* [What to work on]:
Copy out the records below line for line, leaving every character as it is.

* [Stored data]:
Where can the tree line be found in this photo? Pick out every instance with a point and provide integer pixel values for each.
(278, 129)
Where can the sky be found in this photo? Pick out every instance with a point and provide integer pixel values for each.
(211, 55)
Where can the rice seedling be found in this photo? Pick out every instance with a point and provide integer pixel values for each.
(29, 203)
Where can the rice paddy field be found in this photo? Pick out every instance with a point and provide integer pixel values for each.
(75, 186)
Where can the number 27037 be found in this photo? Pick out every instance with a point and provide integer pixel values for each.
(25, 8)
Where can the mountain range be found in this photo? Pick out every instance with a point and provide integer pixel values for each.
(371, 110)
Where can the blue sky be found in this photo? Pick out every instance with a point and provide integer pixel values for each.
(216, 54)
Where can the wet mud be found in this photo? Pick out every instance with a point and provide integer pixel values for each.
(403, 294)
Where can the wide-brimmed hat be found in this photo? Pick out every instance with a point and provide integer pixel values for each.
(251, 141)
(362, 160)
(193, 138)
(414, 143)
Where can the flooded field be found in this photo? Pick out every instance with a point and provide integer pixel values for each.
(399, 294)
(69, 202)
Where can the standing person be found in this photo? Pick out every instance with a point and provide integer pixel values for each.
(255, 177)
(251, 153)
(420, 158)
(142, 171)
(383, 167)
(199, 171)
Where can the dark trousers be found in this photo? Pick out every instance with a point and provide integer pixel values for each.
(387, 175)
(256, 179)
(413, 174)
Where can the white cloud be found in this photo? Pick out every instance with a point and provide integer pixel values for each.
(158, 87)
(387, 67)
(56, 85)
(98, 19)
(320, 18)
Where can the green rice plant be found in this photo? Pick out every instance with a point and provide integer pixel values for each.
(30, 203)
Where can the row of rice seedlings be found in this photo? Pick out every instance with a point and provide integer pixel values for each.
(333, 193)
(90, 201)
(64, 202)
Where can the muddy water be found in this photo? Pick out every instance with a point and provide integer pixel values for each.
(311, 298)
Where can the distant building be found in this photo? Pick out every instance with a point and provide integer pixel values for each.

* [Task response]:
Where can the tree line be found in this photo? Pick out every instance with a point and provide integer pixel values for each.
(278, 129)
Where can the sky be found in this photo? Pick out every instance with a point and provide integer pixel values for each.
(211, 55)
Where can the rice seedling be found in this photo? Pick out every instance with a point and provide integer pixel values for each.
(29, 203)
Where can the rice paddy field be found in this photo? Pick out every instance with a point and provide integer pixel values for each.
(75, 186)
Where can the number 27037 be found in this photo? Pick out every instance with a point and provide integer pixel values for each.
(25, 8)
Where can the mountain range be found in this photo? Pick out every instance with a point and provide integer pixel values for each.
(371, 110)
Where can the blue sky be found in this photo? Pick out every instance with a point and provide integer pixel values for each.
(216, 54)
Where can the wet mud be found in this photo? Pick out every instance with a point and provide integer pixel values for each.
(403, 294)
Where can the wide-brimmed hat be found in this photo? Pick out every instance with a point and provide integer pixel values for each.
(251, 141)
(362, 160)
(193, 138)
(414, 143)
Where can the flooded field be found in this photo? Pick out every instance with a point and provide integer pixel values for each.
(399, 294)
(69, 202)
Where can the standing person be found in this photo? Pick out every instance with a point and provide integer pixel values for each.
(255, 177)
(251, 153)
(420, 158)
(142, 171)
(383, 167)
(199, 171)
Where can the dark trousers be found in this photo? Pick out every instance with a point and provide integer pixel values for each.
(387, 175)
(256, 179)
(413, 174)
Where can the white cloud be found in this photo? Pick out every instance with a point and provide integer pixel values for each.
(158, 87)
(387, 67)
(56, 85)
(98, 19)
(320, 18)
Where can the green rice plant be found in this photo? Pick out every instance with a point and provide integer pixel values for each.
(30, 203)
Where can the row of rice seedlings be found in this photo? Pick out every instance with a point and provide integer pixel values for each.
(333, 193)
(90, 201)
(64, 202)
Where can the muddy water be found in this photo? Pick out every instance with a point and provide integer pixel values for each.
(311, 298)
Where can the distant building be found in this photo? Pick out every instance with a point and provide integer pixel values for each.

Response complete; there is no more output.